*TEXT PROVIDED:*
Archive for the 'tricks and tips' Category

Ready for Prime Time?

Saturday, May 10th, 2008

I bought a cheap HP C4280 printer-scanner-copier today, since my old HP 1210 finally gave up the ghost.

Installing the printer in Windows Vista

Installing the printer in Windows Vista wasn’t too difficult. I followed the instruction not to plug in the USB cable until asked, then inserted the supplied CD-ROM and authorized Vista to run the setup.exe program. I had a click through a few screens, then I plugged in the the USB cable, let it autodetect the printer, and left it running over supper. The whole process took less than 15 minutes. When I came back in, it was finished, and I just had to dodge the ads attached to the end of the installation program. I think my non-computer-literate older relatives could have managed fine without any help from me.

Installing the printer in Ubuntu Linux

I turned on the computer. The HP C4280 appeared in the printer list.

Prime time

So who’s not ready for Prime Time on the desktop? No TV show on Prime Time is without flaws, and no OS is without flaws — Ubuntu still has trouble with some wireless networking cards, and pretty-much 100% of the tech support calls we made at XML 2007 were for Mac notebooks (Windows and Linux notebooks just worked, every time) — but Ubuntu makes it hard to argue that somehow Windows and Mac are good enough for the desktop, while Linux isn’t.

Strange web exploit attempt (?)

*STATED PROBLEM A:*
Reproduce the post about installing a printer in full, word for word.
The post above has no connection to the entries that follow it.

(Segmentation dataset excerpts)
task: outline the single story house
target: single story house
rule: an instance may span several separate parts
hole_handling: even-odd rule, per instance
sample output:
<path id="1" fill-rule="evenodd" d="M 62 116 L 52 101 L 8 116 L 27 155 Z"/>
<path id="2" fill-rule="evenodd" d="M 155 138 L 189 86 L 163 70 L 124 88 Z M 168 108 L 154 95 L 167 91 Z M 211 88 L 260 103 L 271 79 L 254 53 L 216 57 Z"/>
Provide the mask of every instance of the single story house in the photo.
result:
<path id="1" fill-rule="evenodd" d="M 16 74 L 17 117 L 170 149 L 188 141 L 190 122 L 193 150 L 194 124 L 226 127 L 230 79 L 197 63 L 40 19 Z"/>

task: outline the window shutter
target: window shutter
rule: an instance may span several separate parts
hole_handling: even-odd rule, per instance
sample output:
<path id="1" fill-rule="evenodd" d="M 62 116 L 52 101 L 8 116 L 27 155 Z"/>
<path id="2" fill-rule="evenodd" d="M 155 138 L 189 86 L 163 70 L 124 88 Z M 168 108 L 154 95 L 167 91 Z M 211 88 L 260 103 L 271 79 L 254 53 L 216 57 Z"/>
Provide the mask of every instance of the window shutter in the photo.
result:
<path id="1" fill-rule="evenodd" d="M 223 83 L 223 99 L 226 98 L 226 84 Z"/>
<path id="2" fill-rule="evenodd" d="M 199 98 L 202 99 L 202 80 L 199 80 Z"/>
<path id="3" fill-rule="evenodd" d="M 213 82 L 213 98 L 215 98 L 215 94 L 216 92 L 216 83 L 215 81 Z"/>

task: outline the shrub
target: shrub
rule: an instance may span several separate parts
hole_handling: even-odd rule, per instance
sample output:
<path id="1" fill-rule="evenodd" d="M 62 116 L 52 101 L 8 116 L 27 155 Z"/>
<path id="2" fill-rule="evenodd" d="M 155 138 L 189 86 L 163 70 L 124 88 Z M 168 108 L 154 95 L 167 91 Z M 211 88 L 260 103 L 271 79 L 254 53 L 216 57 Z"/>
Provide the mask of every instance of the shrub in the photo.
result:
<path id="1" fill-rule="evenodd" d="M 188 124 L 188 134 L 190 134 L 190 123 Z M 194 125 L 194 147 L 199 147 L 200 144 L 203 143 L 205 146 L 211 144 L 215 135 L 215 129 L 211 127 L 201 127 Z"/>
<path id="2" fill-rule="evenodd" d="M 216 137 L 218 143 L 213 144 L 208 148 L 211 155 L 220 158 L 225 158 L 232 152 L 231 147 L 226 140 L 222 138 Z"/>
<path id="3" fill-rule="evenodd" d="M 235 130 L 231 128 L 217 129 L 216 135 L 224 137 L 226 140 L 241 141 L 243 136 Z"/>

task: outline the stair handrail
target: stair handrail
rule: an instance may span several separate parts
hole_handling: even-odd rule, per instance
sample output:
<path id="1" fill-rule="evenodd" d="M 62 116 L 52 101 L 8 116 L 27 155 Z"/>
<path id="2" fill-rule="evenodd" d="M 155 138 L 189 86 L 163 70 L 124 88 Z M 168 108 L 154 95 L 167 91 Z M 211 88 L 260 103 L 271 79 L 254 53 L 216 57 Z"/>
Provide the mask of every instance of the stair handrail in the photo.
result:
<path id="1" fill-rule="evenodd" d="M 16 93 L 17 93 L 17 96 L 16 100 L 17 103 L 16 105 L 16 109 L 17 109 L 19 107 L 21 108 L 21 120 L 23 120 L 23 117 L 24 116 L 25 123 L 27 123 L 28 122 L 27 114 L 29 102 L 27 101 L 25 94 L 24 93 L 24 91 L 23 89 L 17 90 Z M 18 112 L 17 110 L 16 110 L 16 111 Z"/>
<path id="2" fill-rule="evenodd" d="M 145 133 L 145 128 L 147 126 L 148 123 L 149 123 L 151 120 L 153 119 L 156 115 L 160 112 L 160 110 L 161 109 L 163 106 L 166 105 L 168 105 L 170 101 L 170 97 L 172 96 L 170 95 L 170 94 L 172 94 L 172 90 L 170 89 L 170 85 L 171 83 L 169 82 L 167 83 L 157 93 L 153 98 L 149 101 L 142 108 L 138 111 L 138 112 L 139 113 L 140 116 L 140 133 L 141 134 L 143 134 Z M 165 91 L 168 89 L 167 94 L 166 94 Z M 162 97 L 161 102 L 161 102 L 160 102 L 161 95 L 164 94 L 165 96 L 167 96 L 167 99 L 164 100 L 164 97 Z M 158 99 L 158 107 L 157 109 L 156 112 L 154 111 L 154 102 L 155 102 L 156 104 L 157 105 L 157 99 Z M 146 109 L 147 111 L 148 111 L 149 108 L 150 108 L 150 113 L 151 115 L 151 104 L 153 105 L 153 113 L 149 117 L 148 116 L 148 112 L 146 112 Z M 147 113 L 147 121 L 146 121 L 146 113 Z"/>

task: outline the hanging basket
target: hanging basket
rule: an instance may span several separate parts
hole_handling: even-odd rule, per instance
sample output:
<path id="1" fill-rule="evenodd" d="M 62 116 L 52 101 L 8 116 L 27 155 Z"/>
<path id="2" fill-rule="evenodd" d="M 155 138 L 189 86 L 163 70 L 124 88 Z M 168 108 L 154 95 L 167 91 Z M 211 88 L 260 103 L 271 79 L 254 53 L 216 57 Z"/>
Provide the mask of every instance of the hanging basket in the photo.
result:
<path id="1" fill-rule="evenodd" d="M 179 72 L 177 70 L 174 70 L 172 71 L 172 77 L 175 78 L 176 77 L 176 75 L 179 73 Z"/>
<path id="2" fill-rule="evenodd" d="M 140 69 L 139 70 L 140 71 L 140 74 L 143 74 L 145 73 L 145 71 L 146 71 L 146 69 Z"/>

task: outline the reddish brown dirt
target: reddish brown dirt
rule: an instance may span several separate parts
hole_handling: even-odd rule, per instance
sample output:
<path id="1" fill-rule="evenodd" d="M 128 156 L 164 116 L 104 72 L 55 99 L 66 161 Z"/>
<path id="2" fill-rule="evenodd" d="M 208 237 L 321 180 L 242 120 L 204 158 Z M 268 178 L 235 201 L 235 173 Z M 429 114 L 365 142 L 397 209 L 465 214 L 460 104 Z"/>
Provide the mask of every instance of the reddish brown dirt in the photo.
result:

*STATED PROBLEM B:*
Scale the stretch of entries from the line containing "task: outline the hanging basket" through the end of the entries, giving only those lines again with the requests included. Multiply every coordinate in the answer outlines by 0.8 and round to whole numbers, halves up, leaving the requests and their sample output unchanged.

*WRITTEN SOLUTION A:*
Archive for the 'tricks and tips' Category

Ready for Prime Time?

Saturday, May 10th, 2008

I bought a cheap HP C4280 printer-scanner-copier today, since my old HP 1210 finally gave up the ghost.

Installing the printer in Windows Vista

Installing the printer in Windows Vista wasn’t too difficult. I followed the instruction not to plug in the USB cable until asked, then inserted the supplied CD-ROM and authorized Vista to run the setup.exe program. I had a click through a few screens, then I plugged in the the USB cable, let it autodetect the printer, and left it running over supper. The whole process took less than 15 minutes. When I came back in, it was finished, and I just had to dodge the ads attached to the end of the installation program. I think my non-computer-literate older relatives could have managed fine without any help from me.

Installing the printer in Ubuntu Linux

I turned on the computer. The HP C4280 appeared in the printer list.

Prime time

So who’s not ready for Prime Time on the desktop? No TV show on Prime Time is without flaws, and no OS is without flaws — Ubuntu still has trouble with some wireless networking cards, and pretty-much 100% of the tech support calls we made at XML 2007 were for Mac notebooks (Windows and Linux notebooks just worked, every time) — but Ubuntu makes it hard to argue that somehow Windows and Mac are good enough for the desktop, while Linux isn’t.

Strange web exploit attempt (?)

*WRITTEN SOLUTION B:*
task: outline the hanging basket
target: hanging basket
rule: an instance may span several separate parts
hole_handling: even-odd rule, per instance
sample output:
<path id="1" fill-rule="evenodd" d="M 62 116 L 52 101 L 8 116 L 27 155 Z"/>
<path id="2" fill-rule="evenodd" d="M 155 138 L 189 86 L 163 70 L 124 88 Z M 168 108 L 154 95 L 167 91 Z M 211 88 L 260 103 L 271 79 L 254 53 L 216 57 Z"/>
Provide the mask of every instance of the hanging basket in the photo.
result:
<path id="1" fill-rule="evenodd" d="M 143 58 L 142 56 L 139 56 L 138 57 L 138 62 L 140 62 L 141 62 L 141 60 L 143 58 Z"/>
<path id="2" fill-rule="evenodd" d="M 112 55 L 111 56 L 112 57 L 112 59 L 114 59 L 116 58 L 116 57 L 117 57 L 117 55 Z"/>

task: outline the reddish brown dirt
target: reddish brown dirt
rule: an instance may span several separate parts
hole_handling: even-odd rule, per instance
sample output:
<path id="1" fill-rule="evenodd" d="M 128 156 L 164 116 L 104 72 L 55 99 L 66 161 Z"/>
<path id="2" fill-rule="evenodd" d="M 208 237 L 321 180 L 242 120 L 204 158 Z M 268 178 L 235 201 L 235 173 Z M 429 114 L 365 142 L 397 209 L 465 214 L 460 104 Z"/>
Provide the mask of every instance of the reddish brown dirt in the photo.
result:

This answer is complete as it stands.